## Begin Record list

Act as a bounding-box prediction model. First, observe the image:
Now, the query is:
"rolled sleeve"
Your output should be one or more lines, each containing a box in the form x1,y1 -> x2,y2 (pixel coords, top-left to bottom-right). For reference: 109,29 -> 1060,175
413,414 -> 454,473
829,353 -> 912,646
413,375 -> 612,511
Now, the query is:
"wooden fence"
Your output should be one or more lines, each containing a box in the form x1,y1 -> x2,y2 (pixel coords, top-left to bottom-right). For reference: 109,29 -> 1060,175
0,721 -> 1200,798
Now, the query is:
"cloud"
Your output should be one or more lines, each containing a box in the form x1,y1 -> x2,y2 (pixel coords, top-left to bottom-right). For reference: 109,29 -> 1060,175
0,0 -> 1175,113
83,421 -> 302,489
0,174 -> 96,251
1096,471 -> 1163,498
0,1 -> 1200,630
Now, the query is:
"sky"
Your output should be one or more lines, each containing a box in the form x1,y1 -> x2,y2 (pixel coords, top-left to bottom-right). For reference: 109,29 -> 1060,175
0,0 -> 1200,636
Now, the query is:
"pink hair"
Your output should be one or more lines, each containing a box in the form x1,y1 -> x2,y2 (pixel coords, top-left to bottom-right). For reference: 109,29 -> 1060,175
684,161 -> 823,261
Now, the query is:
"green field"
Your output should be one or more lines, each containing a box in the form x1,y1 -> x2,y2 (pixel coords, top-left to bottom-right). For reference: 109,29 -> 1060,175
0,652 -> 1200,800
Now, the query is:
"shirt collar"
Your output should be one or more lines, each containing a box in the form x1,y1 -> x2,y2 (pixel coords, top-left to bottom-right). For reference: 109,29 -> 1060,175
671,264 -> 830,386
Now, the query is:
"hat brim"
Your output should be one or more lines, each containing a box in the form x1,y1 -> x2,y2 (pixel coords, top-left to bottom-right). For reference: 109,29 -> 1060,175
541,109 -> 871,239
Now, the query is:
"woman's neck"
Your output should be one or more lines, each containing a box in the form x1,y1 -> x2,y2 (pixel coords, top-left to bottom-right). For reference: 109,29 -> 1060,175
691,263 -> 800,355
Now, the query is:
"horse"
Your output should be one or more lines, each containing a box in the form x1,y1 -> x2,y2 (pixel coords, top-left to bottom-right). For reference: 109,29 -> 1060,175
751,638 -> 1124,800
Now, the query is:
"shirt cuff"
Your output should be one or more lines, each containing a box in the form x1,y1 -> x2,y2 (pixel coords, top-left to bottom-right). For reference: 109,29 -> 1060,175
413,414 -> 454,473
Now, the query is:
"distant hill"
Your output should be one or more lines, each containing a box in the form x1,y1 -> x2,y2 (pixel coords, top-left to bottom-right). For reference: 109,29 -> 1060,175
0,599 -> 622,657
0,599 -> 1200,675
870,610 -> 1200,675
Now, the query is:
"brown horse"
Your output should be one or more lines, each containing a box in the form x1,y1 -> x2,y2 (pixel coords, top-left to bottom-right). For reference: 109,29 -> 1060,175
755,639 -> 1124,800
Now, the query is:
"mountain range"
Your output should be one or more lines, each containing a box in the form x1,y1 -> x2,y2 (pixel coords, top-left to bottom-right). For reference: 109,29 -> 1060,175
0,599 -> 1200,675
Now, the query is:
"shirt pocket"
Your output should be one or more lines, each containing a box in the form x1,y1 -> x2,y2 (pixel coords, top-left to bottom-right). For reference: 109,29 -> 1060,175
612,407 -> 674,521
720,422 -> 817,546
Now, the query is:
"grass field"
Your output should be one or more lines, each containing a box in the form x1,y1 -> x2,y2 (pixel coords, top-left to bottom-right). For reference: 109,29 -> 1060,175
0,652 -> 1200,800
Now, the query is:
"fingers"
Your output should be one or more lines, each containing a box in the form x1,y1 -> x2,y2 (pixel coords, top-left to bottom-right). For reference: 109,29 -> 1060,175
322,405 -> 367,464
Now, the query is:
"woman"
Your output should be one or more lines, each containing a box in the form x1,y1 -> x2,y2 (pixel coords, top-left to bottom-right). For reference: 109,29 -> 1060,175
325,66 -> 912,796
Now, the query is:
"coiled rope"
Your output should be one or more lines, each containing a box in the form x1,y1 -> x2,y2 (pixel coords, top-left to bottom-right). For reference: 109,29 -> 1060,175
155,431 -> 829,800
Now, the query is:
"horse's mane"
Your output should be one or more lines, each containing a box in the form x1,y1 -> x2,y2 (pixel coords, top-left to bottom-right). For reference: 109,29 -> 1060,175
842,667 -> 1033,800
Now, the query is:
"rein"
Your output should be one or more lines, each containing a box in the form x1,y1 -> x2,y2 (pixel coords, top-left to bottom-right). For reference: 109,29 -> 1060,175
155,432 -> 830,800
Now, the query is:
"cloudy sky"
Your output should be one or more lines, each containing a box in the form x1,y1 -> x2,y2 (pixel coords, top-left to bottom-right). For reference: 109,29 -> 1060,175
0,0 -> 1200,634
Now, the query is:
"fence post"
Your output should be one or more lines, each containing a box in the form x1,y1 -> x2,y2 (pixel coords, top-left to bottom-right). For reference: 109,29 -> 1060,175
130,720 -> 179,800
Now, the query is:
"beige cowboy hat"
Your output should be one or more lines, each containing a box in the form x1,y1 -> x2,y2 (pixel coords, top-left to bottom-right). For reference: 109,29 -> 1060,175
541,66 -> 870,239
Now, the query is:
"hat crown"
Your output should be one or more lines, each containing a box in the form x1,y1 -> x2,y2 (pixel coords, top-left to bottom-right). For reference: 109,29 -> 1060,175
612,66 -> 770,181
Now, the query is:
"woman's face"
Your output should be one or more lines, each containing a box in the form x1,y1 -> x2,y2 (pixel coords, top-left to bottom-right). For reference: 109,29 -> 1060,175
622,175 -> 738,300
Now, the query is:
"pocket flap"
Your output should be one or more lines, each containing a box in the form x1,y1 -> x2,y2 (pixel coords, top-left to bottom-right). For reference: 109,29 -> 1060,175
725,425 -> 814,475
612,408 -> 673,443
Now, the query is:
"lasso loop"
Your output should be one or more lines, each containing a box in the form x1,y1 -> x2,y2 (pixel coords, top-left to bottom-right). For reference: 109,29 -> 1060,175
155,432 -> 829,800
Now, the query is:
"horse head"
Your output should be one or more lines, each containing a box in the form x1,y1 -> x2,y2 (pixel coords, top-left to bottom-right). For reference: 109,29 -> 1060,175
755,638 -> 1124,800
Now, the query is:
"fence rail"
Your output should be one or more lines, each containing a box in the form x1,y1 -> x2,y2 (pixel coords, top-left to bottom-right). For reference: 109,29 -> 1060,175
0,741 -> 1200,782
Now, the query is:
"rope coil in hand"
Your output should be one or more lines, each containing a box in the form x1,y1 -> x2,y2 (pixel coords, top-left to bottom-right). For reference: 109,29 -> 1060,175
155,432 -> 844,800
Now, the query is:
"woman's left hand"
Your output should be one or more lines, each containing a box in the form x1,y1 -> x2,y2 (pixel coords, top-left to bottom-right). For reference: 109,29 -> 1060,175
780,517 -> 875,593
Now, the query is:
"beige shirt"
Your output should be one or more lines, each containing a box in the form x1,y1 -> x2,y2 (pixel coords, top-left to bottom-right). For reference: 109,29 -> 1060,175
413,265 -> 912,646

## End Record list

What to work on » Please collect every line of the records that contains the string "horse", copying each line in full.

Final result »
"horse"
"brown horse"
"horse's mane"
"horse head"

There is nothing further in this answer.